> [What is required]: How many lines in the records below contain the word "water"? Reply with the number alone.

> [Source records]:

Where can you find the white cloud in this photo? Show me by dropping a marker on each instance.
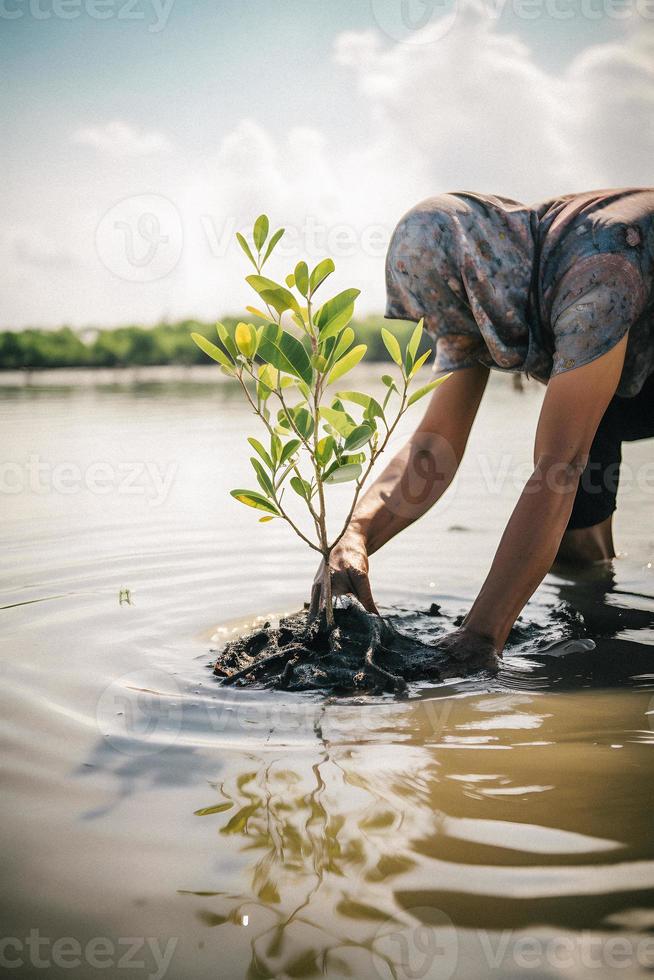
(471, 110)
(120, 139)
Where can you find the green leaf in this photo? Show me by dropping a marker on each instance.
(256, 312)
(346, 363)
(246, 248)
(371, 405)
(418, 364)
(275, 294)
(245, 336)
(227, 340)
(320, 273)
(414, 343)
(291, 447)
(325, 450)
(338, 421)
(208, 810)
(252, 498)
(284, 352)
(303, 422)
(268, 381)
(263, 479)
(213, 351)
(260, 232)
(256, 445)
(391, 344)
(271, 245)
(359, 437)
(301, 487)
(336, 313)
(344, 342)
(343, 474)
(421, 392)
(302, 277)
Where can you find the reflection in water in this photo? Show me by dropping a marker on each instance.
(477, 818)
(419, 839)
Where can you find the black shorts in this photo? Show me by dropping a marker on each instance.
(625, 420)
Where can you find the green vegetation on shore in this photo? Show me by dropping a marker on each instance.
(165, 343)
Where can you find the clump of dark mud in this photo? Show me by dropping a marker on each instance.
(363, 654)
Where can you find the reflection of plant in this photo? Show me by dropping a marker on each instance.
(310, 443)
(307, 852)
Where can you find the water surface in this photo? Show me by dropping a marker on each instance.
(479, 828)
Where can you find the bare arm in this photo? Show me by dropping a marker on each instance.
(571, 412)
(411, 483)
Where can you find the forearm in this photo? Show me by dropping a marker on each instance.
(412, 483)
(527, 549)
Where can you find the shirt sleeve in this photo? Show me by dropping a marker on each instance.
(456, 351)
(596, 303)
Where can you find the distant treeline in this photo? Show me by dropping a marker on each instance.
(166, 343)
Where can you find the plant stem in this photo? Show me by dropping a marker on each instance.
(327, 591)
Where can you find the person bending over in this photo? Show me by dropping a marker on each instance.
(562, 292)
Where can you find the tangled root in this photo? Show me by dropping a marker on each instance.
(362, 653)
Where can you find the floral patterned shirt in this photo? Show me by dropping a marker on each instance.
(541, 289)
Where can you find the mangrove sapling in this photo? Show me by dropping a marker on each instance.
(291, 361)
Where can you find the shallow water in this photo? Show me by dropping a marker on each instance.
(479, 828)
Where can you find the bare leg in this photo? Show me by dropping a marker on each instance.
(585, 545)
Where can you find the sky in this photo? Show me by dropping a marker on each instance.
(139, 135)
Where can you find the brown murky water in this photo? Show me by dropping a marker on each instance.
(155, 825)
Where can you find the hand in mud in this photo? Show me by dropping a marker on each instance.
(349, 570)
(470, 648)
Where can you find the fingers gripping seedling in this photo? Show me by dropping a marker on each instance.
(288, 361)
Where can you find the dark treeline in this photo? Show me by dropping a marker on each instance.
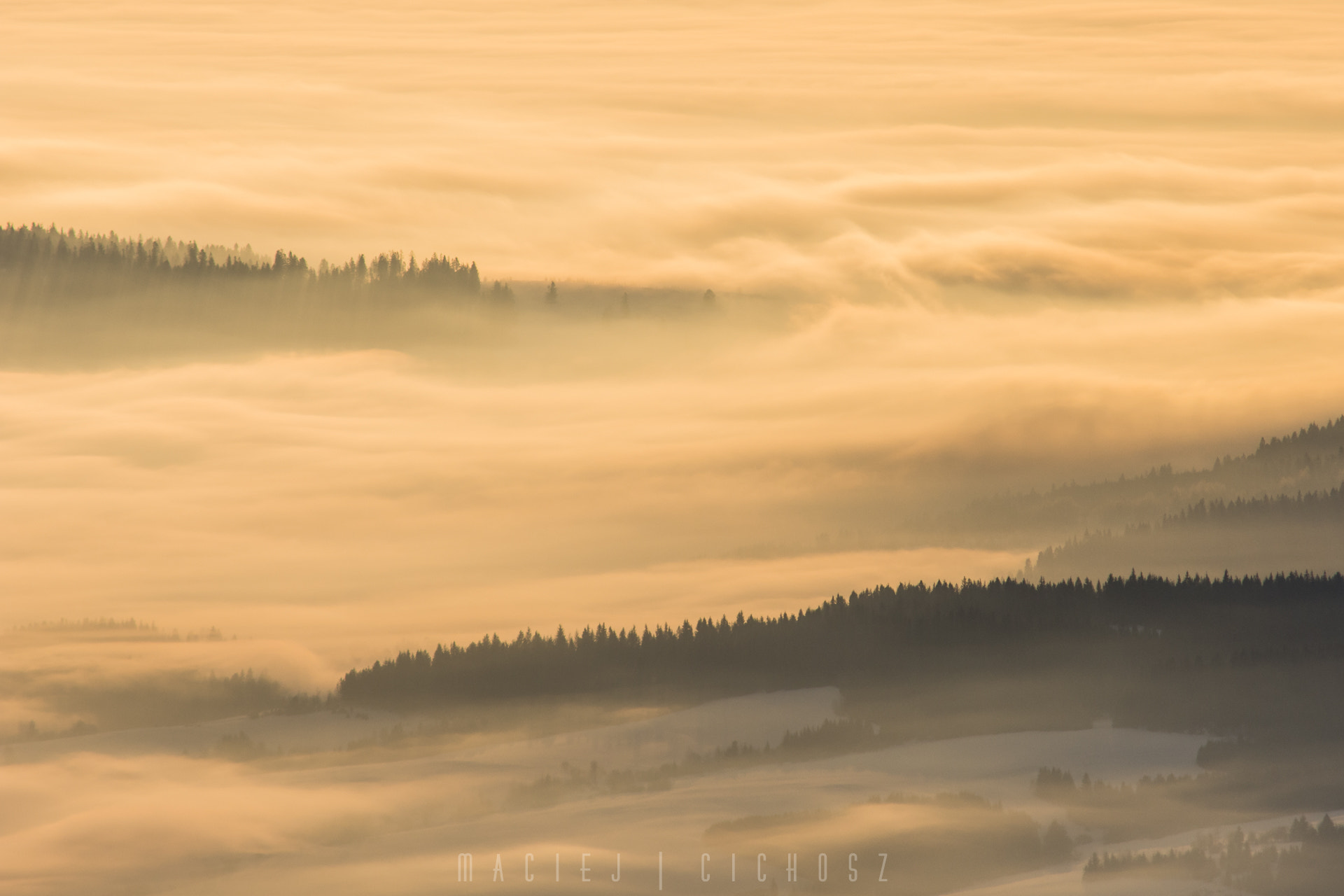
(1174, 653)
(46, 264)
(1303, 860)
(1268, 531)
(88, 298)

...

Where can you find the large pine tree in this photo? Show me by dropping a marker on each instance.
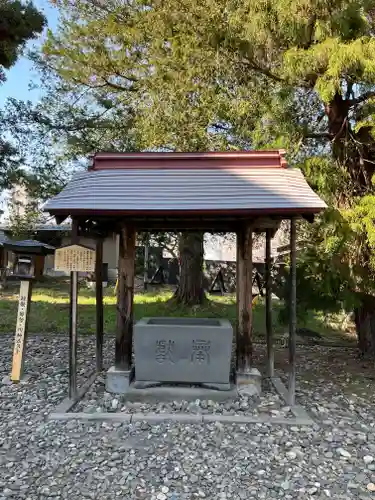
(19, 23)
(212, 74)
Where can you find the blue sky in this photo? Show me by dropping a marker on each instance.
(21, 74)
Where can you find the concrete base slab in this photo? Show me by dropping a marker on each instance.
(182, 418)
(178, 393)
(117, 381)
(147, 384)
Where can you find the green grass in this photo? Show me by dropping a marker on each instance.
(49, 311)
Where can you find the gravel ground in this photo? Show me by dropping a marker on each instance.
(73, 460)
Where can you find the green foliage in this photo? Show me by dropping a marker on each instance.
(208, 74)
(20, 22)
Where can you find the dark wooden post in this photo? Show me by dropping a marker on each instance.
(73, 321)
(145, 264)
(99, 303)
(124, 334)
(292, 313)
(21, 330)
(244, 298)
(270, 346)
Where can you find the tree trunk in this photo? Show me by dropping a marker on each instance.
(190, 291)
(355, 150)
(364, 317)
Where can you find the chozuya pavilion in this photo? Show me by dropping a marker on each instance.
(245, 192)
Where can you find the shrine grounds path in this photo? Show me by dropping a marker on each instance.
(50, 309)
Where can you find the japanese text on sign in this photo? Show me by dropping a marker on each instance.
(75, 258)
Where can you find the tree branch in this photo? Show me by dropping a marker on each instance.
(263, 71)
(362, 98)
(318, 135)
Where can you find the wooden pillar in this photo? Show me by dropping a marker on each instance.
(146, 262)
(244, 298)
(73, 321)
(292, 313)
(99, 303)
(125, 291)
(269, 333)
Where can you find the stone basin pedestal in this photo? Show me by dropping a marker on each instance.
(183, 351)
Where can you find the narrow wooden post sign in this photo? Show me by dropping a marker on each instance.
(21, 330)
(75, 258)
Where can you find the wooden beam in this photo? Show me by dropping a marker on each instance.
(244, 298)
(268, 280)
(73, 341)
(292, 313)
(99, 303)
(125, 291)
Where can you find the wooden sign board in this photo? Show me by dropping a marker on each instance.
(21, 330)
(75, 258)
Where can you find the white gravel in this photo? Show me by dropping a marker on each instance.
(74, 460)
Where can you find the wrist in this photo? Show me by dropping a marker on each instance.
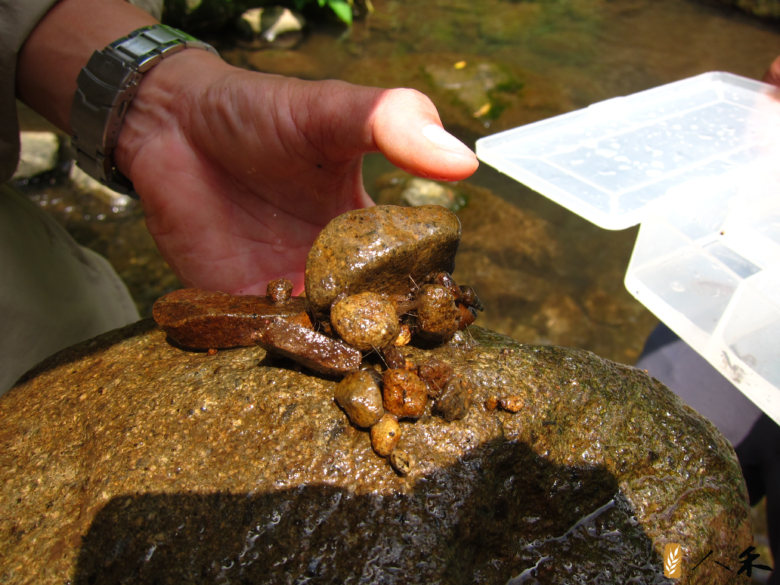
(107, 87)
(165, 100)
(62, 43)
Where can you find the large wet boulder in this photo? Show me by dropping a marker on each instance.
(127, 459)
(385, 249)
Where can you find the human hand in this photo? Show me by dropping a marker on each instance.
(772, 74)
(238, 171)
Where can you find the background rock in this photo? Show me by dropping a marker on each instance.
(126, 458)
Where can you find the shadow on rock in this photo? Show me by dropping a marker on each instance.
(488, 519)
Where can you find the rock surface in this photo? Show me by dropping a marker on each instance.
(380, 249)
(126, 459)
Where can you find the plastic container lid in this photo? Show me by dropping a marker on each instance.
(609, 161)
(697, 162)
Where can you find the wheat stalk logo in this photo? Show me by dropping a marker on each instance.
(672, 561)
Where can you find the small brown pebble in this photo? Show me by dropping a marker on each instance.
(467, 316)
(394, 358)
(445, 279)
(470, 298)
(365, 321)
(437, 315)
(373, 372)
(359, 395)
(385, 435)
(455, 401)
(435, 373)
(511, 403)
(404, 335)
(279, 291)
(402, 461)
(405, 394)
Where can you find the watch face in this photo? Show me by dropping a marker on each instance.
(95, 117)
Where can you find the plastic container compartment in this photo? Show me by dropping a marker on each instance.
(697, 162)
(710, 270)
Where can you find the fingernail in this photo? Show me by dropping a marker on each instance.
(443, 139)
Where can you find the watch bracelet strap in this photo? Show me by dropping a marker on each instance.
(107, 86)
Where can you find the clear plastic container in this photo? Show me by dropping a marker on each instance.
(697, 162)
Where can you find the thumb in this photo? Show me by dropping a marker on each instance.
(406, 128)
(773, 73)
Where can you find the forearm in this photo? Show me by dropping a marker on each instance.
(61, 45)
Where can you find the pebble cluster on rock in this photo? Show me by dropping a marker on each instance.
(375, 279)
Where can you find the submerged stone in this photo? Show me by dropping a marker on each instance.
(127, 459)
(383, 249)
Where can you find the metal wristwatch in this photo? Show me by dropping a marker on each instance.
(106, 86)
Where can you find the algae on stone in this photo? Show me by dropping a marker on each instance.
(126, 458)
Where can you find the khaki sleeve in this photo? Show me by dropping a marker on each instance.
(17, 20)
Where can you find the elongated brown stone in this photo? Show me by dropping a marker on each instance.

> [Right answer]: 4